CONSIGNE 1:
Recopiez intégralement, sans la moindre modification, le texte sur la démarche documentaire des auteurs des bandes dessinées Arthur et Martha Jane.

PAGE:
____________________

On l’aura compris, c’est en allant chercher d’autres sources que nos auteurs ont pu proposer cette vision alternative de grands mythes. Ce qui est d’autant plus intéressant, c’est qu’ils assument parfaitement cette démarche documentariste et ne la cachent pas derrière le récit. Dans les deux cas, une voix narrative s’élevant au-dessus des cases vient rappeler qu’il s’agit d’un conte. Employer un narrateur tantôt pour raconter les trous de l’histoire, tantôt pour expliciter une scène ou une situation n’est pas très courant dans la BD contemporaine (exception faite de l’autobiographie). Cela témoigne de la mise en avant de la pratique de l’auteur, comme s’il désossait sont récit et en montrait la structure. La figure du conteur est d’ailleurs présente dans les deux séries, soit par les nombreuses légendes parallèles racontées par Merlin dans Arthur, soit par les exploits que s’invente Martha Jane Cannary elle-même. La sincérité de l’auteur-documentariste est poussée jusqu’au bout puisque les deux séries commencent par un avertissement des auteurs quant à leur démarche : « Cet album est le premier d’une série ayant pour ambition de retranscrire le cycle arthurien dit primitif (…) il s’appuie en grande partie sur des textes et légendes galloises (…) Les auteurs ayant pour souci de ne pas se faire passer pour les créateurs originaux de ces histoires… » et « Pour imaginer ce qu’a pu être la vie de Martha Jane Cannary en essayant d’inventer le moins possible… ». Dans cette optique, l’auteur est un passeur dont le but est de revenir à une authenticité des faits ou de la légende. Une bibliographie (assez longue et spécialisée dans le cas d’Arthur) annonce au public les sources utilisées pour le travail de reconstitution. Le fait de travailler à partir de la documentation n’est pas rare chez les auteurs de BD. En revanche, il n’est pas courant de présenter son oeuvre comme directement issue de cette étude préalable. C’est en cela que, à mon sens, la démarche des auteurs d’Arthur et de Martha Jane sont tout aussi proches de celle d’un documentariste et historien que de celle d’un auteur de BD.

____________________

DONNÉES AFFICHÉES:
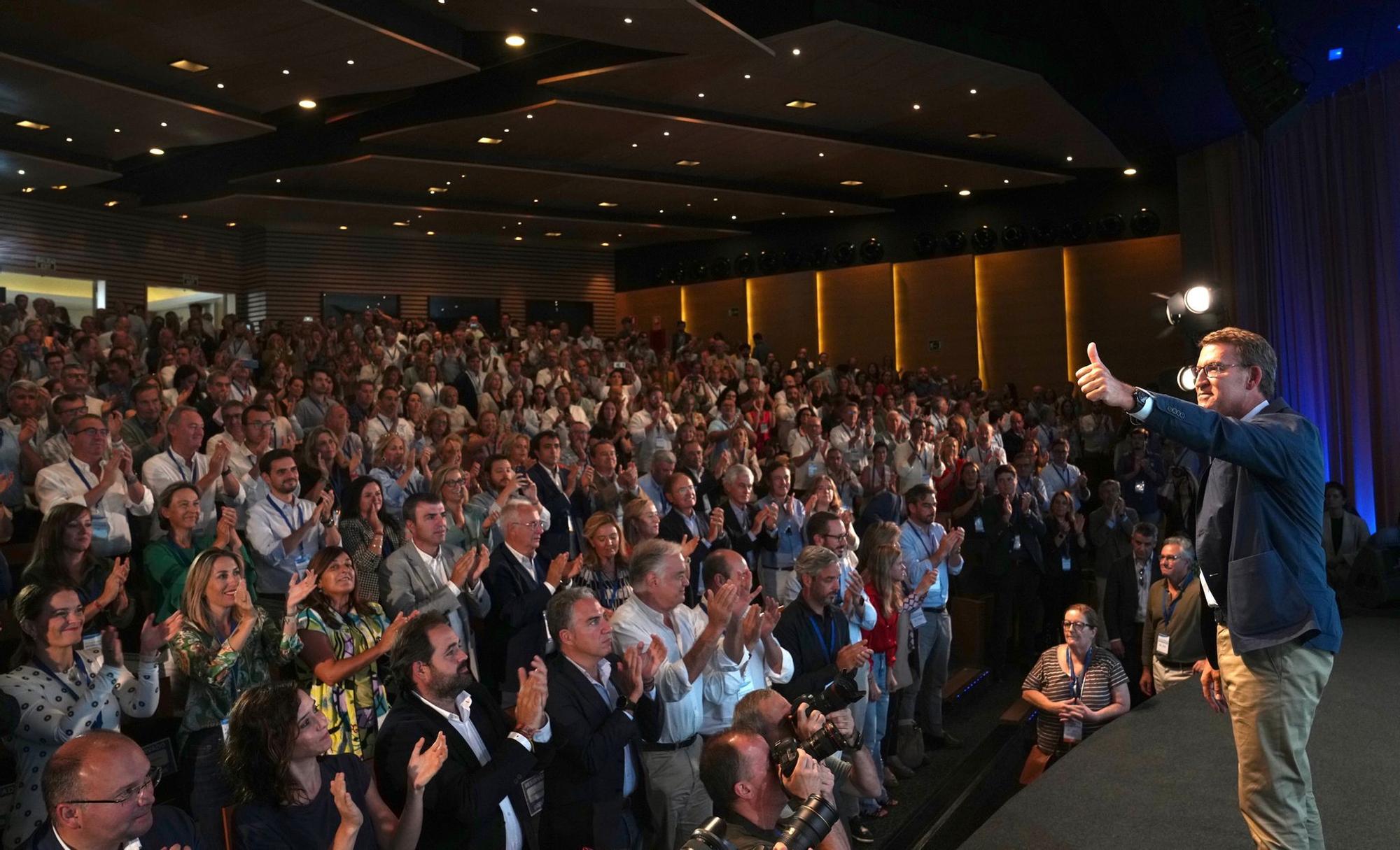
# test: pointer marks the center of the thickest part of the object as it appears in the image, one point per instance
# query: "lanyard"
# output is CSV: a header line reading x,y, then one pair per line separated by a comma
x,y
62,683
180,466
1168,610
828,644
290,527
1077,684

____________________

CONSIGNE 2:
Présentez toutes les lignes du listing sous forme de liste JSON de chaînes, une chaîne par ligne, sans les lignes vides. Laissez les images hors de la réponse.

CORRIGÉ 1:
On l’aura compris, c’est en allant chercher d’autres sources que nos auteurs ont pu proposer cette vision alternative de grands mythes. Ce qui est d’autant plus intéressant, c’est qu’ils assument parfaitement cette démarche documentariste et ne la cachent pas derrière le récit. Dans les deux cas, une voix narrative s’élevant au-dessus des cases vient rappeler qu’il s’agit d’un conte. Employer un narrateur tantôt pour raconter les trous de l’histoire, tantôt pour expliciter une scène ou une situation n’est pas très courant dans la BD contemporaine (exception faite de l’autobiographie). Cela témoigne de la mise en avant de la pratique de l’auteur, comme s’il désossait sont récit et en montrait la structure. La figure du conteur est d’ailleurs présente dans les deux séries, soit par les nombreuses légendes parallèles racontées par Merlin dans Arthur, soit par les exploits que s’invente Martha Jane Cannary elle-même. La sincérité de l’auteur-documentariste est poussée jusqu’au bout puisque les deux séries commencent par un avertissement des auteurs quant à leur démarche : « Cet album est le premier d’une série ayant pour ambition de retranscrire le cycle arthurien dit primitif (…) il s’appuie en grande partie sur des textes et légendes galloises (…) Les auteurs ayant pour souci de ne pas se faire passer pour les créateurs originaux de ces histoires… » et « Pour imaginer ce qu’a pu être la vie de Martha Jane Cannary en essayant d’inventer le moins possible… ». Dans cette optique, l’auteur est un passeur dont le but est de revenir à une authenticité des faits ou de la légende. Une bibliographie (assez longue et spécialisée dans le cas d’Arthur) annonce au public les sources utilisées pour le travail de reconstitution. Le fait de travailler à partir de la documentation n’est pas rare chez les auteurs de BD. En revanche, il n’est pas courant de présenter son oeuvre comme directement issue de cette étude préalable. C’est en cela que, à mon sens, la démarche des auteurs d’Arthur et de Martha Jane sont tout aussi proches de celle d’un documentariste et historien que de celle d’un auteur de BD.

CORRIGÉ 2:
[
  "# test: pointer marks the center of the thickest part of the object as it appears in the image, one point per instance",
  "# query: \"lanyard\"",
  "# output is CSV: a header line reading x,y, then one pair per line separated by a comma",
  "x,y",
  "62,683",
  "180,466",
  "1168,610",
  "828,644",
  "290,527",
  "1077,684"
]